Retype exactly the lines from the one that contains "For every instance of the woman" through the final line of the material below, and add nothing else.

════════

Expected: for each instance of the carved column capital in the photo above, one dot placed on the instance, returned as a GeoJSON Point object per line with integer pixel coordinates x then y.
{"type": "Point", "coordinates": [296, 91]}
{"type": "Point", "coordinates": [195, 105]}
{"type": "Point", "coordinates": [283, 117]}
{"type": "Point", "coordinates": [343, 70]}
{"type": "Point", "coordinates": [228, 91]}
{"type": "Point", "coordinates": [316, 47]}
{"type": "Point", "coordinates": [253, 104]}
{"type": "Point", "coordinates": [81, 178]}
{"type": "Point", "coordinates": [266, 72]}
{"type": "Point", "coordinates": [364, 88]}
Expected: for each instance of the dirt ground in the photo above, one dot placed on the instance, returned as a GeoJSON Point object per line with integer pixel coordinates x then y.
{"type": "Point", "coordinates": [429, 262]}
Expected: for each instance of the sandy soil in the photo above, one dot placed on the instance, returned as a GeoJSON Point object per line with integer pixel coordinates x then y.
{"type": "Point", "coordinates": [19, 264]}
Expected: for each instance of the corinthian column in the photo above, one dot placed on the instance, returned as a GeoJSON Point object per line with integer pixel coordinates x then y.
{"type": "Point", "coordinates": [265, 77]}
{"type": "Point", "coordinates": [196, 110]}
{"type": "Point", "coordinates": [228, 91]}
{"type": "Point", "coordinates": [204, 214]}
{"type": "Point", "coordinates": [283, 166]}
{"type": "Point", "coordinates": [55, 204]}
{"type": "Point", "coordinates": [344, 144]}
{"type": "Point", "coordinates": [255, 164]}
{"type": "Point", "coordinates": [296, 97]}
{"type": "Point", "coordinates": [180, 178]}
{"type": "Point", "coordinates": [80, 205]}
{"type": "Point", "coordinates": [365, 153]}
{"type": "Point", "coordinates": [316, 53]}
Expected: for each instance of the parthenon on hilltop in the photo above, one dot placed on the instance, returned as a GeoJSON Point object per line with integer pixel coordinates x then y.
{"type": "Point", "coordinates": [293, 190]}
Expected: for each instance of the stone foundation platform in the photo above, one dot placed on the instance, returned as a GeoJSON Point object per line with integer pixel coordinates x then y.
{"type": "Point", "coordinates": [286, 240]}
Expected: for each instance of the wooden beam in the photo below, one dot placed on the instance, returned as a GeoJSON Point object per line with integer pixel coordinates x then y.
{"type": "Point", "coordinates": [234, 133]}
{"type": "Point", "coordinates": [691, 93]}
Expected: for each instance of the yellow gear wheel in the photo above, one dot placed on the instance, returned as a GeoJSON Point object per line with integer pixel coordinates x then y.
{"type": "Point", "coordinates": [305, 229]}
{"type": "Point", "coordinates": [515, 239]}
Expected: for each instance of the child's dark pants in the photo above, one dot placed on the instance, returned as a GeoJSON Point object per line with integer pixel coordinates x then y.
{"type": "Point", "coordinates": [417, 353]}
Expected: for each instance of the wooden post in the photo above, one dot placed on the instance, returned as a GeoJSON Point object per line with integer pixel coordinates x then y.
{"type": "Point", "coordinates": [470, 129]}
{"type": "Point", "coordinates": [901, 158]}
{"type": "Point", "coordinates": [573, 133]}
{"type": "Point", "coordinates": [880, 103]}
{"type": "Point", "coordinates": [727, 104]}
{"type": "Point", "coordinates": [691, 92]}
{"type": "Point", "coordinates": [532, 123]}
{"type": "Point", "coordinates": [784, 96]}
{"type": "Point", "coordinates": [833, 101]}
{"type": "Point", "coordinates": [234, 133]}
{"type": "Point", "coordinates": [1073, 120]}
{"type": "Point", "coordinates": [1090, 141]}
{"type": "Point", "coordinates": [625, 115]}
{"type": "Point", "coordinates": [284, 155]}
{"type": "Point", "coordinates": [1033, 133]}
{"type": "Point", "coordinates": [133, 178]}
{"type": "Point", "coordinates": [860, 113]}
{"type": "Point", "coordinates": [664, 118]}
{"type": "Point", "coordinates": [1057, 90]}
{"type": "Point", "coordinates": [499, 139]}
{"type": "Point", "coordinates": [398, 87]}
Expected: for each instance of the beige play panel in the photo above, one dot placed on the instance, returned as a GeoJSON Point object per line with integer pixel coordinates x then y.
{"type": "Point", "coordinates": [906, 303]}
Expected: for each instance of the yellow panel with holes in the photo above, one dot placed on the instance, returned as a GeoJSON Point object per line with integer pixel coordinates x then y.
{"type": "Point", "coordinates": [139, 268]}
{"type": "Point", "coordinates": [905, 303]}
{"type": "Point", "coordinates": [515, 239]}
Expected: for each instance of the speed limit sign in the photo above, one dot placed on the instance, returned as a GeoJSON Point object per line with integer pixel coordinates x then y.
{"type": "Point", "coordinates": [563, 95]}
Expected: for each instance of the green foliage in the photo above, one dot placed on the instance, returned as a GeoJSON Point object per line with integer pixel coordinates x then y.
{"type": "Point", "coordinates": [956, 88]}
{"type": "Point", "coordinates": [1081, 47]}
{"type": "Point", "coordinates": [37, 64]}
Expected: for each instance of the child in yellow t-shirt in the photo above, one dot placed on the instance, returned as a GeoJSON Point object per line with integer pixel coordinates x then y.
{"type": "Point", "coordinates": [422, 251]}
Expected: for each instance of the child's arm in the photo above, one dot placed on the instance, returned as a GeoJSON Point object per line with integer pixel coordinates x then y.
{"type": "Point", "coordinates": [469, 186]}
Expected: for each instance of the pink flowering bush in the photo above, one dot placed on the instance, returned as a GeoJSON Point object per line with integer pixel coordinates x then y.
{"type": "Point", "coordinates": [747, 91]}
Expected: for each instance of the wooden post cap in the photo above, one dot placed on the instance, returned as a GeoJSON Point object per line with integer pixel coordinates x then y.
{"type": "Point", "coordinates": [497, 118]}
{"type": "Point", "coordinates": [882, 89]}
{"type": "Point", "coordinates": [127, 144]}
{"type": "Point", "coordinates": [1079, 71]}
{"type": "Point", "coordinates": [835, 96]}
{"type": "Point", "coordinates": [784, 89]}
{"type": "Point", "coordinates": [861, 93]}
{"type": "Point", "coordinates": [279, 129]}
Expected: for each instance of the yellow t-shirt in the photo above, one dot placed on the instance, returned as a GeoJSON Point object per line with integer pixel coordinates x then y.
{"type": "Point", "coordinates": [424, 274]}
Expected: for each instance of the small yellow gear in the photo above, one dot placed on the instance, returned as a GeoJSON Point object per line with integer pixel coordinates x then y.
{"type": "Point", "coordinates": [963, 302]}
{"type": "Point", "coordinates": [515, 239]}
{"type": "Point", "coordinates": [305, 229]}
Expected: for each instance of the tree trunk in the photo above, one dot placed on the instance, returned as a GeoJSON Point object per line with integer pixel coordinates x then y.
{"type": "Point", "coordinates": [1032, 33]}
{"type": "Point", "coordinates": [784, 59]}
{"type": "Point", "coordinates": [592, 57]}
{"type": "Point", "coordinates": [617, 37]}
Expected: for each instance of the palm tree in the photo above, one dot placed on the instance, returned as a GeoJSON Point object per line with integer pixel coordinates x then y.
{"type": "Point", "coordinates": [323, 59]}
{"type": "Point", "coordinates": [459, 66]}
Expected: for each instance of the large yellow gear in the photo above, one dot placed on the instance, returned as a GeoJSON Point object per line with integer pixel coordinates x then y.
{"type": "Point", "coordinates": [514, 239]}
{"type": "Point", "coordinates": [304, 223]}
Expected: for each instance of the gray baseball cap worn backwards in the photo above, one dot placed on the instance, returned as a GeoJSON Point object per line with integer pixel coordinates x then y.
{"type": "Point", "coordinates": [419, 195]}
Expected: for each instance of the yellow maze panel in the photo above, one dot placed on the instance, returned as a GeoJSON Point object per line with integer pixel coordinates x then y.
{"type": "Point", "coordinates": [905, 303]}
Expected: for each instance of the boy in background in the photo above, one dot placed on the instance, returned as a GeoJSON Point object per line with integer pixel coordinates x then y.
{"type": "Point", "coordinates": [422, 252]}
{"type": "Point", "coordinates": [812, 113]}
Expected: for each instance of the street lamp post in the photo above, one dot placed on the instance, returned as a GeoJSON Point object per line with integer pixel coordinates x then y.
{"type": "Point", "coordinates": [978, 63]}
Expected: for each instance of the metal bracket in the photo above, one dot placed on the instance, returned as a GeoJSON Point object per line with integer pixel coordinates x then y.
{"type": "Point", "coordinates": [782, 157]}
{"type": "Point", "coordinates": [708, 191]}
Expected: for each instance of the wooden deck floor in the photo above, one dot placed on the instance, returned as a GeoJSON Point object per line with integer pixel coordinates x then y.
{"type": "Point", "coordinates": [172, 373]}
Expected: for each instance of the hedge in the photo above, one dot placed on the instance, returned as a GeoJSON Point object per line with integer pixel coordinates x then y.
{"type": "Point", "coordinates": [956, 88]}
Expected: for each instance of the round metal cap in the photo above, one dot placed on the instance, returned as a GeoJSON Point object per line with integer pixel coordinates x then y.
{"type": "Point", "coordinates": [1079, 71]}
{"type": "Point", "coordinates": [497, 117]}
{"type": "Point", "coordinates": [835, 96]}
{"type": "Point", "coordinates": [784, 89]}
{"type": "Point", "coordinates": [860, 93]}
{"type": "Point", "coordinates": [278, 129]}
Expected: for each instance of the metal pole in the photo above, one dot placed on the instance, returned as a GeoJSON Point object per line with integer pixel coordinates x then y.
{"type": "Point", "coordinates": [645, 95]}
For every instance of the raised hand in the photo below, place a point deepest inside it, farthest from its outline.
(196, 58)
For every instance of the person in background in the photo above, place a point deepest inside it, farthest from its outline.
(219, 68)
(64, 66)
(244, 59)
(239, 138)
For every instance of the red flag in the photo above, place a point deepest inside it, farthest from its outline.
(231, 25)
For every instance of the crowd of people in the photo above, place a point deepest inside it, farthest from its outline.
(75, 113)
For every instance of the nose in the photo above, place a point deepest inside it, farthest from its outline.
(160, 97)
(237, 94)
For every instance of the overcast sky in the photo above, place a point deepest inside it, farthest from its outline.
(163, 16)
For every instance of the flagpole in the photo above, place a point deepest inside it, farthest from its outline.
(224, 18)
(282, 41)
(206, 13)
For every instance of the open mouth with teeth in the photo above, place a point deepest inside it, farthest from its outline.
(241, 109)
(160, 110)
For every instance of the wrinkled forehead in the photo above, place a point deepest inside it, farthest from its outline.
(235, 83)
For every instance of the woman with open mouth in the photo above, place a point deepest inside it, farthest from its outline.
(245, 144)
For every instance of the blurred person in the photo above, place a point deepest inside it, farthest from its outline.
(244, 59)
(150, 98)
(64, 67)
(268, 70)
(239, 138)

════════

## RESPONSE TO THIS EXERCISE
For every instance of the woman with open mouth in the photo above, place a point deepest inside it, farthest from its outline.
(245, 144)
For every instance of the blurred person in the photo above, place a point deepest inside it, farthest from its outline.
(244, 59)
(150, 98)
(64, 67)
(268, 70)
(239, 138)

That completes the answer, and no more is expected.